Records for processing
____
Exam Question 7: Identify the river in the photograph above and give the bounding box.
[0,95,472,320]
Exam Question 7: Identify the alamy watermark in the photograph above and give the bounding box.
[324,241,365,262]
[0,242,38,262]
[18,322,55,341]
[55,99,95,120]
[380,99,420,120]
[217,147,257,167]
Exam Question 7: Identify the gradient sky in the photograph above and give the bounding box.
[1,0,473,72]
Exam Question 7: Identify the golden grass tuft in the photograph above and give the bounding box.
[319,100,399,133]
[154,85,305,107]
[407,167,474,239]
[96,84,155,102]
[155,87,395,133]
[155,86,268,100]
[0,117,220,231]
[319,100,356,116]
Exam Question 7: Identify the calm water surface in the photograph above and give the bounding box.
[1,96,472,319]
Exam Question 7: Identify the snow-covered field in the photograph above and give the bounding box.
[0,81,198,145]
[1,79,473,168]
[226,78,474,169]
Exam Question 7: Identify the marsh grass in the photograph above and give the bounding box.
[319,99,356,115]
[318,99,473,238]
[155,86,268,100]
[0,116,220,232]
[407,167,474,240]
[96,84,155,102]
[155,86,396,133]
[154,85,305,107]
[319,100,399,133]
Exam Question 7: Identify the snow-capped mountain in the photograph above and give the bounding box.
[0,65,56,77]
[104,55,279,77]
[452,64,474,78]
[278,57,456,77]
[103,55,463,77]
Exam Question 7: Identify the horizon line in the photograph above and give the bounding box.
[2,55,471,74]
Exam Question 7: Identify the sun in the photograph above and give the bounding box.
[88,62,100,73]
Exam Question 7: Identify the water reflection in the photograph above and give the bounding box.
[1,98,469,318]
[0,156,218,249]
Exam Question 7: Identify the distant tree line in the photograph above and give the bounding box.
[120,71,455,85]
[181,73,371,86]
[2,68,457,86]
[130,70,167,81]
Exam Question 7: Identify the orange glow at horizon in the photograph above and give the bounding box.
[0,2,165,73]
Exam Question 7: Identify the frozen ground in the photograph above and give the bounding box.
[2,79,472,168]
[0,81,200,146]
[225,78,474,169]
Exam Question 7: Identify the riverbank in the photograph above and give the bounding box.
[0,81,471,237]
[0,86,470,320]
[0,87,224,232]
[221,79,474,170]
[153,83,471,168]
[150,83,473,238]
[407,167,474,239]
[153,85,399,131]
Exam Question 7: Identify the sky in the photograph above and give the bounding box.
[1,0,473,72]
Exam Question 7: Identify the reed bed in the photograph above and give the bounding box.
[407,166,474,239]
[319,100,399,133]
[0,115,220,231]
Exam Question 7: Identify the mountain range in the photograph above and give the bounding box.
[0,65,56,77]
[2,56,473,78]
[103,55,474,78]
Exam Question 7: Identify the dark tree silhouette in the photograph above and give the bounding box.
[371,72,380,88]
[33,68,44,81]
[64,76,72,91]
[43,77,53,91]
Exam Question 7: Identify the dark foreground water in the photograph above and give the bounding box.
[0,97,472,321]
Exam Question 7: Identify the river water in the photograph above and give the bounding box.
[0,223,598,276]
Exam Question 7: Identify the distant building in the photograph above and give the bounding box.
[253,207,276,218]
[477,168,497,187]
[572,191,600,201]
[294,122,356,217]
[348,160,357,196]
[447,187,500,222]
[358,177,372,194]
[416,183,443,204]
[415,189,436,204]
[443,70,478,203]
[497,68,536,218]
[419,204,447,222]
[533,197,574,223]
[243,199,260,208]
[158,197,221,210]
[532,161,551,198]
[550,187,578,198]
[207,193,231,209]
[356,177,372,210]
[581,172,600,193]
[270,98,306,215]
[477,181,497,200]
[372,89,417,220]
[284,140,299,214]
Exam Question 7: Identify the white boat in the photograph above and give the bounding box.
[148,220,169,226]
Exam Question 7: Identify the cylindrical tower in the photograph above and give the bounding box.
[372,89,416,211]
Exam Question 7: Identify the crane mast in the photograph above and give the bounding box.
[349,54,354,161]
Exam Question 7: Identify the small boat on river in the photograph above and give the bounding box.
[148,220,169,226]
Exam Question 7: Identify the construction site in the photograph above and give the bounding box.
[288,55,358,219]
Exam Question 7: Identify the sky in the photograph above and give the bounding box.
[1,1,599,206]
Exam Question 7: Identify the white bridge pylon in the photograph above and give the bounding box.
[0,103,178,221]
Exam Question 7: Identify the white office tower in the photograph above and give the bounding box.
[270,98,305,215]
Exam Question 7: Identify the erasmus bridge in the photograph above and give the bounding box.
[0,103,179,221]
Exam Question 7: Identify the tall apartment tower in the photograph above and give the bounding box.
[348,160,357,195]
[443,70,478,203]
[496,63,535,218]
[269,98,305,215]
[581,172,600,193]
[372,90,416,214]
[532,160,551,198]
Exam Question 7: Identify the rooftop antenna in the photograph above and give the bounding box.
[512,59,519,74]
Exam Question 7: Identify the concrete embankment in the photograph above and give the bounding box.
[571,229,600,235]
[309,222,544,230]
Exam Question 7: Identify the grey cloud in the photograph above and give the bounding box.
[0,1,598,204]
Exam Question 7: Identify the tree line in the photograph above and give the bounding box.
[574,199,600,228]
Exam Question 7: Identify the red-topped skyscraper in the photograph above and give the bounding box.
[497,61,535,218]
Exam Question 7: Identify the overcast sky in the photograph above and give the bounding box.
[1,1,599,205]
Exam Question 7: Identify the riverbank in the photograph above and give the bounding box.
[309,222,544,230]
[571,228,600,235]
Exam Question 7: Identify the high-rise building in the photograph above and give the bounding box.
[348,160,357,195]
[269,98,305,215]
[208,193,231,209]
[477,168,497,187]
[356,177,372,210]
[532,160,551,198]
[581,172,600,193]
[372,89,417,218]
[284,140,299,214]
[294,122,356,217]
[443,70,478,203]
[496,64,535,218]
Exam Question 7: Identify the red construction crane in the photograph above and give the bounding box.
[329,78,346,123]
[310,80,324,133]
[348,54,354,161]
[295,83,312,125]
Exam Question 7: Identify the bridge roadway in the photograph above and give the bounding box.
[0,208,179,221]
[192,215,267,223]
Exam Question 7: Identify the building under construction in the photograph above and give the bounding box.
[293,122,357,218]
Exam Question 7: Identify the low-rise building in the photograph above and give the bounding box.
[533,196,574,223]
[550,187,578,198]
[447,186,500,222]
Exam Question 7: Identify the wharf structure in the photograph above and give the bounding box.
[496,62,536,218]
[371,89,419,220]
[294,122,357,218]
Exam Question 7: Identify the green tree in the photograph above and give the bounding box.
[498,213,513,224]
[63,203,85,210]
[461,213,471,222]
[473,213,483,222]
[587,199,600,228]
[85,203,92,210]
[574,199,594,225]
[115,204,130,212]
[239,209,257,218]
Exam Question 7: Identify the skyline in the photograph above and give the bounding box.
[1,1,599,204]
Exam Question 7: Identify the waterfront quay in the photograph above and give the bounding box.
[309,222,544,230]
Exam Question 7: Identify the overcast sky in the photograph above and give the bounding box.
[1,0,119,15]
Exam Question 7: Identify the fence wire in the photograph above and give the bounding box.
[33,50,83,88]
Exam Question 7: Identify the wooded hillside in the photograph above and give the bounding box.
____
Task requirements
Write out each entry again, leaving every word as it is.

Solution to the problem
Exam Question 7: Identify the river in the photograph above and give the bounding box.
[0,95,472,320]
Exam Question 7: Identify the alamy watermark in the photograph above and give the bounding box.
[324,241,365,262]
[0,242,38,262]
[18,322,55,341]
[55,99,95,120]
[380,99,420,120]
[217,147,257,167]
Exam Question 7: Identify the gradient sky in the photograph above and give the bounding box.
[1,0,473,72]
Exam Question 7: Identify the golden grass tuft in the photograph above and give the bounding box.
[319,100,399,133]
[154,85,305,107]
[407,167,474,239]
[96,84,155,102]
[155,87,395,133]
[155,86,268,100]
[0,117,220,231]
[319,100,356,116]
Exam Question 7: Identify the calm water surface in the photograph above and give the bounding box.
[1,96,472,319]
Exam Question 7: Identify the snow-covered field in the photograph above and give the bounding box.
[0,81,198,145]
[1,79,473,168]
[226,78,474,169]
Exam Question 7: Identify the marsh grass in the photograph above and give the bounding box.
[319,99,356,115]
[318,99,473,238]
[155,86,268,100]
[0,116,220,232]
[407,167,474,240]
[96,84,155,102]
[155,86,396,133]
[154,85,305,107]
[319,100,399,133]
Exam Question 7: Identify the snow-capped mountain in the photograph above and give the bounding box.
[0,65,56,77]
[104,55,279,77]
[452,64,474,78]
[278,57,456,77]
[103,55,463,77]
Exam Question 7: Identify the horizon line in the photograph above and give the bounding box.
[2,55,471,74]
Exam Question 7: Identify the sun in the photograph above and give the bounding box.
[88,62,100,73]
Exam Question 7: Identify the water reflection in the photograph above and give the bounding box.
[1,98,469,318]
[0,156,218,249]
Exam Question 7: Identify the distant tree line in the photograph above and give the bounding box.
[120,71,455,85]
[181,73,371,86]
[2,68,457,86]
[130,70,167,81]
Exam Question 7: Identify the orange glow at horizon in the photograph above and give the bounding box.
[0,2,165,73]
Exam Question 7: Identify the frozen ground in the photograph above and give the bounding box.
[2,79,472,168]
[0,81,200,146]
[225,78,474,169]
Exam Question 7: Identify the riverbank in the photograph above and give the bounding box.
[0,81,471,237]
[0,86,470,320]
[0,87,224,232]
[221,79,474,170]
[153,83,471,168]
[150,83,473,238]
[407,167,474,239]
[153,85,399,131]
Exam Question 7: Identify the sky in the photograph above and give the bounding box.
[1,0,473,72]
Exam Question 7: Identify the reed bed in the photograph above and give the bounding box.
[407,166,474,239]
[319,100,399,133]
[0,115,220,231]
Exam Question 7: Identify the mountain range in the photograph above and give the bounding box.
[0,65,56,77]
[2,56,473,78]
[103,55,474,78]
Exam Question 7: Identify the dark tree silhouette in the photograph above and give the bounding box.
[371,72,380,88]
[33,68,44,81]
[64,76,72,91]
[43,77,53,91]
Exam Question 7: Identify the dark foreground water in the photograph above and give the bounding box.
[0,97,472,321]
Exam Question 7: Identify the river water in the photograph above and give the bounding box.
[0,223,598,276]
Exam Question 7: Identify the distant building in the photograph above and give the bounding box.
[253,207,276,218]
[477,168,497,187]
[572,191,600,201]
[294,122,356,217]
[348,160,357,196]
[447,187,500,222]
[358,177,372,194]
[416,183,443,204]
[415,189,436,204]
[443,70,478,203]
[497,68,536,218]
[419,204,447,222]
[533,197,574,223]
[243,199,260,208]
[158,197,221,210]
[532,161,551,198]
[550,187,578,198]
[207,193,231,209]
[356,177,372,210]
[581,172,600,193]
[270,98,306,215]
[477,181,497,200]
[372,89,417,220]
[284,140,299,214]
Exam Question 7: Identify the white boat in the photograph above and give the bounding box.
[148,220,169,226]
Exam Question 7: Identify the cylindrical tower in the photograph above and give the bounding box.
[372,89,416,211]
Exam Question 7: Identify the crane mast in the photograph above and give the bounding box.
[349,54,354,161]
Exam Question 7: Identify the small boat on river in the photograph above and give the bounding box.
[148,220,169,226]
Exam Question 7: Identify the construction site in the photograph above and give the bounding box.
[288,55,358,219]
Exam Question 7: Identify the sky in the photograph above and give the bounding box.
[1,1,599,206]
Exam Question 7: Identify the white bridge pylon in the photograph above and give the bounding box.
[0,103,178,221]
Exam Question 7: Identify the white office tower in the photograph above and give the bounding box.
[270,98,305,215]
Exam Question 7: Identify the erasmus bridge in the photograph above and give the bounding box.
[0,103,179,221]
Exam Question 7: Identify the tall apartment tower in the photograph above and give the bounding box.
[348,160,357,195]
[443,70,478,203]
[496,63,535,218]
[269,98,305,215]
[581,172,600,193]
[372,90,416,214]
[532,160,551,198]
Exam Question 7: Identify the rooftop antenna in the photograph above and give the bounding box.
[512,59,519,74]
Exam Question 7: Identify the concrete embankment in the photograph above and give the bounding box.
[571,229,600,235]
[309,222,544,230]
Exam Question 7: Identify the grey cloud in the photograph above and give the bounding box.
[0,1,598,204]
Exam Question 7: Identify the tree line in the photograph above and give the bounding box.
[574,199,600,228]
Exam Question 7: Identify the red-topped skyscraper in the photograph above and give the bounding box.
[497,61,535,218]
Exam Question 7: Identify the overcast sky in the photograph above and give the bounding box.
[1,1,599,205]
Exam Question 7: Identify the riverbank in the photograph above and give the bounding box.
[309,222,544,230]
[571,228,600,235]
Exam Question 7: Identify the high-rise building in the photograph above and give the bounding box.
[348,160,357,195]
[269,98,305,215]
[208,193,231,209]
[477,168,497,187]
[356,177,372,210]
[532,160,551,198]
[581,172,600,193]
[372,89,417,218]
[284,140,299,214]
[294,122,356,217]
[443,70,478,203]
[496,64,535,218]
Exam Question 7: Identify the red construction crane in the photograph above and give the bounding box.
[329,78,346,123]
[310,80,324,133]
[348,54,354,161]
[295,83,312,125]
Exam Question 7: Identify the bridge roadway in the photograph above and give the bounding box.
[0,208,179,221]
[192,215,267,223]
Exam Question 7: Identify the building under construction in the photograph above and give the bounding box.
[293,122,357,218]
Exam Question 7: Identify the low-rise building in the photograph above and give the bounding box.
[533,196,574,223]
[550,187,578,198]
[447,186,500,222]
Exam Question 7: Identify the wharf structure in the photograph above and give the bounding box.
[496,62,536,218]
[371,89,419,220]
[294,122,357,218]
Exam Question 7: Identify the green tree in the photograph above and give the bounding box.
[498,213,513,224]
[63,203,85,210]
[461,213,471,222]
[473,213,483,222]
[587,199,600,228]
[85,203,92,210]
[574,199,594,225]
[115,204,130,212]
[239,209,257,218]
Exam Question 7: Identify the skyline in the photograph above and give the bounding box.
[1,1,599,204]
Exam Question 7: Identify the waterfront quay in the photograph above and give the bounding box.
[309,222,544,230]
Exam Question 7: Identify the overcast sky in the photograph above and give the bounding box.
[1,0,119,15]
Exam Question 7: Identify the fence wire in the photograph above and give the bounding box.
[33,50,83,88]
Exam Question 7: Identify the wooded hillside in the photograph above and give the bounding box.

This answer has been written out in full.